Thursday, March 7, 2013

Favorite Author and My Guest Today: Romance Icon and NY Times Bestselling Author Jennifer Blake - “In Defense of Bodice Ripper Romances”

Welcome, Jennifer, to my blog!  And to all those commenting: one lucky winner will receive Jennifer’s 2-book boxed eBook set, Royal Princes of Ruthenia, that contains Royal Seduction (a Bodice Ripper!) and Royal Passion, so be sure I have your email.

 And now from Jennifer:
   
My thanks to Regan for allowing me to take over her blog today. Having read a few of my romances that one could classify as “Bodice Rippers”—and she tells me, loved them—she asked me to do a post in defense of those romances that feature a forced seduction or semi-rape by the hero. Regan tells me there’s even a Goodreads group dedicated to finding the best ones. Somewhat reluctantly, for I know it can be a controversial subject, I offer the following:

Accepted wisdom in publishing since the 1940s has been that “Sex and violence sell.” This always held true in the mystery, suspense and thriller genres of the time, not to mention newspapers and magazines, but romance novels were the exception that proved the rule. That was until the 1970s and the advent of the “Bodice Rippers.”

Yet there was much more to these books than that cynical philosophy. They were stories that went deeper into the male-female sexual dynamic than any fiction had ever gone before.

The “Bodice Ripper” was perhaps established by Kathleen E. Woodiwiss with The Flame and the Flower in 1972, which by 1978 had sold 4.5 million copies. It was a direct descendent of the Gothic novels of the fifties and sixties in which the hero often figured as a nominal villain. It also owed a strong nod to stories of women’s free-spirited adventure such as Forever Amber by Kathleen Windsor. These were one-woman, one-man tales, which featured the development of a relationship from a difficult beginning.

Their basic theme was there is no “fate worse than death,” and that women were not devalued by forced seduction—a softer term than rape, the latter being a brutal assault not seen in the Woodiwiss books or the majority of “Bodice Rippers” written by others. They illustrated the essential truth that women can and do survive and triumph over a nonconsensual sexual initiation.

Rosemary Rogers, with her Sweet, Savage Love, put a different spin on the genre by providing the heroine with multiple lovers and a more turbulent story. The basic theme of the Rogers type of historical romance was the ability of women to survive against all odds, while bringing the men who wronged them to their knees.

To truly understand the genre in the early days, however, you have to remember they were written for a different generation, for women knee-deep in the feminist and sexual revolutions. For those born in the 1920s through the 1950s, the idea that women had a right to sexual pleasure both in and out of the marriage bed was a shiny new concept. The age-old “burden of consent" was very real, and its removal—at least in fiction—seen as a positive relief. These women understood, in a way that's obscure to the present generation, that the heroine's silent sensual pleasure in her first sexual experience was actually her victory.

Added to that, the forced seduction scenario presented the greatest possible obstacle to the traditional HEA (Happily Ever After) of romance that has ever been invented. A distinct part of it was that the hero had to atone for his act toward the heroine. (Regan uses the word “grovel.”) Toward that end, he suffered direct physical pain as punishment, becoming a surrogate for every man who ever wronged a woman. He often lost the heroine after he'd come to love her and was forced to desperate lengths to find and be reunited with her. His impassioned declaration at the end of the book signaled his complete surrender to her as a mirror of her initial surrender to him.

→ WHAT TO WORK ON:
1. Edit the post on bodice rippers, starting at "Their basic theme" and ending at "to their knees.", so that "stormy" takes the place of "turbulent".
2. Carry on the post on bodice rippers from the point where it stops.
The data below comes from a separate source.

[Collected data]
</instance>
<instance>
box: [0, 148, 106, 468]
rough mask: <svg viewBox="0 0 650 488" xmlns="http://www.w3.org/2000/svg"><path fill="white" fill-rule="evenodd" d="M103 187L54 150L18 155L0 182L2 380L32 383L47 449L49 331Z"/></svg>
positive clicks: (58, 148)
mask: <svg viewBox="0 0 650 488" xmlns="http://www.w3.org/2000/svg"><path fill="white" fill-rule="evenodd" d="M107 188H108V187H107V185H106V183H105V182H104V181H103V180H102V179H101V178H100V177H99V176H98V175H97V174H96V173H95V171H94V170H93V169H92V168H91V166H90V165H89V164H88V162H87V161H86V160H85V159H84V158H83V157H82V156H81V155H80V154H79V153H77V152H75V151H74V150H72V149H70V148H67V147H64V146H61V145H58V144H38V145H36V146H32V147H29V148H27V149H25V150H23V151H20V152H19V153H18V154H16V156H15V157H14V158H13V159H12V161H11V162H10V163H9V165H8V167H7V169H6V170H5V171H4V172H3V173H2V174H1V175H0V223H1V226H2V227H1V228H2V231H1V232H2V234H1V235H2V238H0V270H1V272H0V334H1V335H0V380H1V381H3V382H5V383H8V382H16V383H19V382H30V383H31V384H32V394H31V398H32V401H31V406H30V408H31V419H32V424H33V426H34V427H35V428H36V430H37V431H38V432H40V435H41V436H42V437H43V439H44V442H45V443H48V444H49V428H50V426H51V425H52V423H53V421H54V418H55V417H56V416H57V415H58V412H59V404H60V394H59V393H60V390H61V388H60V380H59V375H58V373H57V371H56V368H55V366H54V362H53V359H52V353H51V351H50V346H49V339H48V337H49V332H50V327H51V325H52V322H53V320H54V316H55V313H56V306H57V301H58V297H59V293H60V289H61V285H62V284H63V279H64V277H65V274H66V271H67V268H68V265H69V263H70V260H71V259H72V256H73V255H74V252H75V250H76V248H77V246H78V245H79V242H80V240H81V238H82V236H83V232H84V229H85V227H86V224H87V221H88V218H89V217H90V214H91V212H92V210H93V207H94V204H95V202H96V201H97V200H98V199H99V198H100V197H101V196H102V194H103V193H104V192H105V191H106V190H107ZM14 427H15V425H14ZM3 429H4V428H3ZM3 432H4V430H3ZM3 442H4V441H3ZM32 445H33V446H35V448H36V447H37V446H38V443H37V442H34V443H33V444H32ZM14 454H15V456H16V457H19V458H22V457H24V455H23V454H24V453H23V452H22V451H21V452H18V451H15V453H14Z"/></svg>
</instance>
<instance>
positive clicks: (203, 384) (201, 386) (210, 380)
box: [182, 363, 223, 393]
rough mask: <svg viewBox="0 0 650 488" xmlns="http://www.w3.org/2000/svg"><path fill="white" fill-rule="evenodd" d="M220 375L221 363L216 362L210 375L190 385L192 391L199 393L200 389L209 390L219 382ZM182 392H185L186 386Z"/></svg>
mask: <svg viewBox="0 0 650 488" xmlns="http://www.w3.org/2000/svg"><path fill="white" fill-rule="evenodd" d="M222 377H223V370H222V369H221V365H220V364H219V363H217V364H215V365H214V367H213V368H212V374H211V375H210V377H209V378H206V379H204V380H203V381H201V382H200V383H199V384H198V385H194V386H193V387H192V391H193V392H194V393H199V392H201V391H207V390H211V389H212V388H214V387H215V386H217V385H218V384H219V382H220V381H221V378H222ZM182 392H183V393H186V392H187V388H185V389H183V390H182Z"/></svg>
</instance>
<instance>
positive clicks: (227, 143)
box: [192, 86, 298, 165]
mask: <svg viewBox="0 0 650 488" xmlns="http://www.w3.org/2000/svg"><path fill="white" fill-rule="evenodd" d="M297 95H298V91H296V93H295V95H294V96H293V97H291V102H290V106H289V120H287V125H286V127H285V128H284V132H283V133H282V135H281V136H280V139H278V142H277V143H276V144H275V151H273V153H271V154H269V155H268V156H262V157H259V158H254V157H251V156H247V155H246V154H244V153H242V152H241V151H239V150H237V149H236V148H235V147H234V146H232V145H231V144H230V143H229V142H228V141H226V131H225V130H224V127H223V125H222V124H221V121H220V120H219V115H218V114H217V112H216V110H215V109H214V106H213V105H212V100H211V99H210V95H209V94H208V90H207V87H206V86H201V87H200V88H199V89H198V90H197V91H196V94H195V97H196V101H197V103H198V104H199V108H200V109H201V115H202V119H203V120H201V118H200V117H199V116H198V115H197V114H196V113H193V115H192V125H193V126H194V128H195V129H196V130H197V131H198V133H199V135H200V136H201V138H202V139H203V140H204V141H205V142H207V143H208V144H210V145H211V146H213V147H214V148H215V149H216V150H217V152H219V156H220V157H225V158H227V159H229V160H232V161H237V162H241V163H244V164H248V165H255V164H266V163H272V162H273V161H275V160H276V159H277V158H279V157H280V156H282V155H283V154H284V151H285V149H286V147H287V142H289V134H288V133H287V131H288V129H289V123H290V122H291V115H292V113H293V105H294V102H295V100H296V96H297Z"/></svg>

* * *

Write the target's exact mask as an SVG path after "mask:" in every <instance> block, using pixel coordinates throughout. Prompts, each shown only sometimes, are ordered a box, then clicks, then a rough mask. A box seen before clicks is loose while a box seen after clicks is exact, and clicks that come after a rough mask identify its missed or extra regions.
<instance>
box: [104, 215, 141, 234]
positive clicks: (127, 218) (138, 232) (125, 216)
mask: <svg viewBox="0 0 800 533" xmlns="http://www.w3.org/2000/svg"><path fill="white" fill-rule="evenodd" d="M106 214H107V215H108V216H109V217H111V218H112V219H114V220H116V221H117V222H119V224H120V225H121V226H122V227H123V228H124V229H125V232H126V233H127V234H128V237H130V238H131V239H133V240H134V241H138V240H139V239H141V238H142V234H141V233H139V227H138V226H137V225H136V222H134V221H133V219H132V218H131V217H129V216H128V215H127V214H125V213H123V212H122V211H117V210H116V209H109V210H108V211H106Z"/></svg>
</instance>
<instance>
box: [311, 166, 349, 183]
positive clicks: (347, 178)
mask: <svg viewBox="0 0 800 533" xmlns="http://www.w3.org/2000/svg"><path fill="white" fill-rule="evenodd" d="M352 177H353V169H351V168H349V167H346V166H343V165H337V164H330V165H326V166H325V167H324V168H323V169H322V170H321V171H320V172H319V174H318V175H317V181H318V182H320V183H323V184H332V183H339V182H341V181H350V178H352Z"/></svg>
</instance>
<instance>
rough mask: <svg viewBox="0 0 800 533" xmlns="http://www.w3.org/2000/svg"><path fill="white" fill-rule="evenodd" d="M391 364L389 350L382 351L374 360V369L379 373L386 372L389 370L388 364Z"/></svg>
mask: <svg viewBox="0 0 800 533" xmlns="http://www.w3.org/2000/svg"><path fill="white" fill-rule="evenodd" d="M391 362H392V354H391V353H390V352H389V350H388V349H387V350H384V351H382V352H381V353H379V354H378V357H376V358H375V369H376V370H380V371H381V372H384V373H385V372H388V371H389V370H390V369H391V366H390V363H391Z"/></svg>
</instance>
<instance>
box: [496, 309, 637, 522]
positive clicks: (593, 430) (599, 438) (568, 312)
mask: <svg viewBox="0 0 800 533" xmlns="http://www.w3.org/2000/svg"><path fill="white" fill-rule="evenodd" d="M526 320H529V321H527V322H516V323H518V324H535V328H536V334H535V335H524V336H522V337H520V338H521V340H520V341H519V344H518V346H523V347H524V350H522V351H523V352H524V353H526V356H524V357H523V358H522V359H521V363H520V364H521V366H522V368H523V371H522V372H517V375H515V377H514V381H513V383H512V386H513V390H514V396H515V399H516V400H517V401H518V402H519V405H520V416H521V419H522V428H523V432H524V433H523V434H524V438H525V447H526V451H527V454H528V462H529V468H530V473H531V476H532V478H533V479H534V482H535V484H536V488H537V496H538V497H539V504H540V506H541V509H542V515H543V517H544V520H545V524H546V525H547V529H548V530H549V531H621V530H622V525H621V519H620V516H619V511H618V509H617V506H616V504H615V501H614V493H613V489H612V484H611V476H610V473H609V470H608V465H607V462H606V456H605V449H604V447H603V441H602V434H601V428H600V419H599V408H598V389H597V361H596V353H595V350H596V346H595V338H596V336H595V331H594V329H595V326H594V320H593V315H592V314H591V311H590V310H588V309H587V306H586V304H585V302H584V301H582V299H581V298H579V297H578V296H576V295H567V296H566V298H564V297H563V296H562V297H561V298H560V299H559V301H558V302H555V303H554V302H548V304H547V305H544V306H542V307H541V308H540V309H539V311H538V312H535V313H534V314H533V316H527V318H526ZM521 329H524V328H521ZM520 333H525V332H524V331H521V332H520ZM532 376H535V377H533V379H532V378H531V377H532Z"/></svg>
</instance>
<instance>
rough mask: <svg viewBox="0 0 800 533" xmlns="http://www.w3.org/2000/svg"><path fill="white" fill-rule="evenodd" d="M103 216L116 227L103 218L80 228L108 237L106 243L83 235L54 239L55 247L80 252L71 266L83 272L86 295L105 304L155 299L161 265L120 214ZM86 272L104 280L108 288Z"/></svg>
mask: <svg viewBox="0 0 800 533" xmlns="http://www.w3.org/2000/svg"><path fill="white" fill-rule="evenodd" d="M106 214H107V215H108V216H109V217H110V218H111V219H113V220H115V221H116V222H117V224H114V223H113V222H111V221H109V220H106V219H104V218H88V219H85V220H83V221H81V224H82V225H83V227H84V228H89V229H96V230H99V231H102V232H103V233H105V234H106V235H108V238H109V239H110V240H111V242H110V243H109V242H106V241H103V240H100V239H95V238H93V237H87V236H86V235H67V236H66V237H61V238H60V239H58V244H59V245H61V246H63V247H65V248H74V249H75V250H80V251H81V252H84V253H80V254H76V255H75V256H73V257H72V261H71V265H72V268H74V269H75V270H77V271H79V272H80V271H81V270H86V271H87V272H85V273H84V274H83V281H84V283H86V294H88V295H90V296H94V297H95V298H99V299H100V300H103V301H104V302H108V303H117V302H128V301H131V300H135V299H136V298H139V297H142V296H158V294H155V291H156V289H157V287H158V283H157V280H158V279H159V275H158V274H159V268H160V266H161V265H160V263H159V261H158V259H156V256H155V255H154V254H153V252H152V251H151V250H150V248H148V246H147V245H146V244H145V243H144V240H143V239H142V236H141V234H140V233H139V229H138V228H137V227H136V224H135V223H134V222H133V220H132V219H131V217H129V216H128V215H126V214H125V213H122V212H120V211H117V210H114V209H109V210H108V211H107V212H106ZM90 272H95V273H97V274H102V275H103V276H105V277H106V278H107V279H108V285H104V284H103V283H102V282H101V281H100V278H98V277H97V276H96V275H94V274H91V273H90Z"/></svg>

→ ANSWERS TO THE EXERCISE:
1.
Their basic theme was there is no “fate worse than death,” and that women were not devalued by forced seduction—a softer term than rape, the latter being a brutal assault not seen in the Woodiwiss books or the majority of “Bodice Rippers” written by others. They illustrated the essential truth that women can and do survive and triumph over a nonconsensual sexual initiation.

Rosemary Rogers, with her Sweet, Savage Love, put a different spin on the genre by providing the heroine with multiple lovers and a more stormy story. The basic theme of the Rogers type of historical romance was the ability of women to survive against all odds, while bringing the men who wronged them to their knees.

2.
That these books have been devoured by millions upon million of women all over the world indicates something profound about how they were viewed at the time, and are still valued today.

A charge often leveled against the stories was that their heroines are too passive, too easily accepting of what happened to them. Yet how strange it would be to make every detail accurately reflect historical times but give the female characters unlikely modern attitudes. The hard truth is that a woman who had sex without marriage during the patriarchal period was “damaged goods,” a creature fallen from grace regardless of the circumstances. She often had no choice except to accept her situation. 

In my first historical romance, Love’s Wild Desire, the heroine Catherine, who is really a strong woman, is convinced by her mother and the censure of society that her only option is to accept the offer of the man who took her innocence.

Melanie in Tender Betrayal also accepts an honorable proposal, but her motive is private and personal revenge for both the hero’s act toward and his part in the death of her grandfather.
In Royal Seduction, book 1 of the “Royal Princes of Ruthenia” duo, Angeline’s family abandons her to the tender mercies of Prince Rolfe who holds her captive.

Eleanora, heroine of The Notorious Angel, is stranded in war-torn Central America, and remains the mistress of Colonel Grant Farrell because the alternative is to become a camp follower left prey to all.


Julia from The Storm and the Splendor accepts her position because it’s the only way she can achieve her dream and return home again.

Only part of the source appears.